**BRANO DI LETTURA:**
___
Scatole cinesi e altre questioni finanziarie 

Va invece salutata con favore la continuazione della marcia di accorciamento della catena di controllo del gruppo, inizialmente smisurata; così gli interessi della minoranza saranno meno esposti a pericoli di conflitto con quelli dell’azionista di controllo, sempre grandi quando grande è la divaricazione fra impegno patrimoniale e potere di gestione. A questo storico male del nostro capitalismo, il gruppo Pirelli sta ponendo rimedio, e la novità è positiva.

I problemi finanziari posti dalla lettura del documento riguardano l’entità delle adesioni all’Opa, l’equità dei concambi Telecom-Tim e infine, la sostenibilità del debito.
Telecom richiede la consegna di almeno due terzi delle azioni oggetto di offerta: il che, si dice, migliorerà la struttura finanziaria della società fusa, cosa certamente vera. Così come è vero che il superamento di questa soglia renderebbe impossibile una eventuale bocciatura dell’operazione di fusione da parte dell’assemblea Tim.
___
**COMPITO ASSEGNATO:**
Prosegua il brano sull'operazione Telecom-Tim, riprendendo subito dopo l'ultima frase riportata.

**Voci di annotazione delle regioni:**
___
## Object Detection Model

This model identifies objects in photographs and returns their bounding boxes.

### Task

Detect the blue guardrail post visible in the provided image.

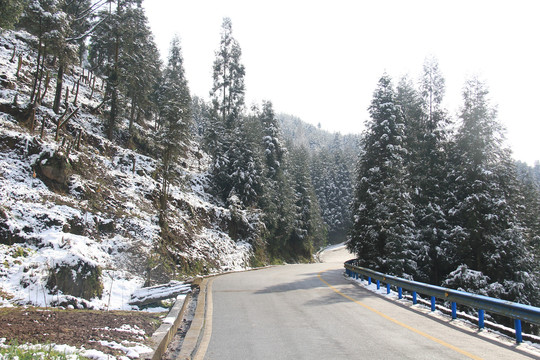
[478,310,484,329]
[514,319,523,344]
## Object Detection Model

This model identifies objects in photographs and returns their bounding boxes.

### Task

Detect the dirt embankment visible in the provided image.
[0,308,163,355]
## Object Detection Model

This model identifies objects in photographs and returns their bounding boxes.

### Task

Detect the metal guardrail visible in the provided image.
[344,260,540,343]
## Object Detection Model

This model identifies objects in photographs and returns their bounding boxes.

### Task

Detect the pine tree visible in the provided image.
[259,101,295,259]
[0,0,25,29]
[348,74,416,276]
[89,0,143,140]
[445,78,537,304]
[207,18,263,206]
[397,59,451,285]
[119,8,161,136]
[210,18,245,129]
[21,0,76,106]
[53,0,95,113]
[287,147,327,260]
[311,134,353,243]
[159,37,191,214]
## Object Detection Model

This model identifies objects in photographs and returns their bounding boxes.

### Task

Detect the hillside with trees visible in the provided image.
[348,59,540,314]
[0,0,540,330]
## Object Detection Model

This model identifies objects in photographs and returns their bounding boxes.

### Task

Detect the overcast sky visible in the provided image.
[143,0,540,165]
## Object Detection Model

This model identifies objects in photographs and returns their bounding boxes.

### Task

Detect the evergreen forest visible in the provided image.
[0,0,540,306]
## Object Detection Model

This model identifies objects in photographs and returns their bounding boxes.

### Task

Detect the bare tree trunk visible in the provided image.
[30,36,41,103]
[73,79,81,106]
[53,62,64,114]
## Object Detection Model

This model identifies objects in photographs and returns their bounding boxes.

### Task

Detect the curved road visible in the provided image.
[189,247,539,359]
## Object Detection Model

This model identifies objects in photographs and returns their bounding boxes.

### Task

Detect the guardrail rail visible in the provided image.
[344,259,540,343]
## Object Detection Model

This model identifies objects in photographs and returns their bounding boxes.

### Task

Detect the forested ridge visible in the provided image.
[0,0,540,316]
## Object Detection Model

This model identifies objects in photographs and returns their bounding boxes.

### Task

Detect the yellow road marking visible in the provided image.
[317,270,482,360]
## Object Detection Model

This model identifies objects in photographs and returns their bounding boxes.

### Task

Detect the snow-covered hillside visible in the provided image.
[0,32,261,309]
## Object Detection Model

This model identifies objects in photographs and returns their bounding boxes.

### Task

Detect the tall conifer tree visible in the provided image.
[159,37,191,214]
[348,74,416,276]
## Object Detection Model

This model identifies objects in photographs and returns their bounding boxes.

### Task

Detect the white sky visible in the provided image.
[143,0,540,165]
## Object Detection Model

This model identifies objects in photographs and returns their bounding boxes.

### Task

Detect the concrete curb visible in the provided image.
[141,293,191,360]
[177,278,209,360]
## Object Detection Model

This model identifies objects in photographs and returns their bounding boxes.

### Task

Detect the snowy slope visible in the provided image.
[0,28,260,309]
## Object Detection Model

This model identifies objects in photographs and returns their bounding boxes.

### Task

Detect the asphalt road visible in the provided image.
[195,248,539,359]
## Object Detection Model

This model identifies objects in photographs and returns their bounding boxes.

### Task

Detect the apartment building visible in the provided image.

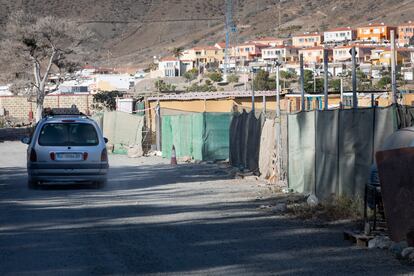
[371,47,412,67]
[323,27,357,43]
[250,37,291,47]
[262,46,299,62]
[232,42,269,61]
[357,23,397,43]
[333,45,375,63]
[180,46,224,66]
[299,46,333,64]
[292,32,323,48]
[398,21,414,47]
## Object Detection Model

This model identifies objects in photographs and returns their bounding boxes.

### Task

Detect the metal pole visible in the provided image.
[299,54,305,111]
[155,100,161,151]
[252,71,254,111]
[262,95,266,114]
[313,62,316,94]
[391,30,397,104]
[275,61,284,187]
[339,78,344,109]
[351,46,358,108]
[323,49,329,110]
[276,62,280,118]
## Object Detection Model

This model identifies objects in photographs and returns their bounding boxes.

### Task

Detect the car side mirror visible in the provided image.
___
**RISPOSTA SCRITTA:**
Pur consci di inoltrarci su terreno arduo in mancanza di informazioni dettagliate, possiamo immaginare che, se le sinergie da fusione fossero quelle ipotizzate, forse un investitore razionale dovrebbe non consegnare le azioni Tim in Opa, e avvalersi di quei vantaggi, restando nella società fusa. Si consideri che, se scenderà, rispetto alle previsioni, il numero di azioni Tim consegnate in Opa, scenderà anche la quota di Olimpia in Telecom post fusione. Ciò aumenterebbe la contendibilità di Telecom, con possibili conseguenze in termini di prezzi di mercato. Ma, attenzione, è un gioco pericoloso, perché al di sotto della soglia richiesta Telecom può, se vuole (ma probabilmente non vorrà), far saltare l’operazione.
Quanto ai concambi della fusione, se si guarda ai multipli dei margini operativi impliciti, questi sembrano vantaggiosi per Tim rispetto a Telecom; per converso, ai valori dell’operazione, il rendimento di Telecom in termini di dividendo (3,3 per cento) è assai più basso di quello di Tim (4,5 per cento), il che deporrebbe in senso contrario.
Quale il giudizio del mercato? Positivo, sembra, dato che i prezzi, fermi per le ordinarie Tim sotto il livello dell’Opa, sembrano dar ragione a Telecom; non sapremo mai se per convinzione o rassegnazione.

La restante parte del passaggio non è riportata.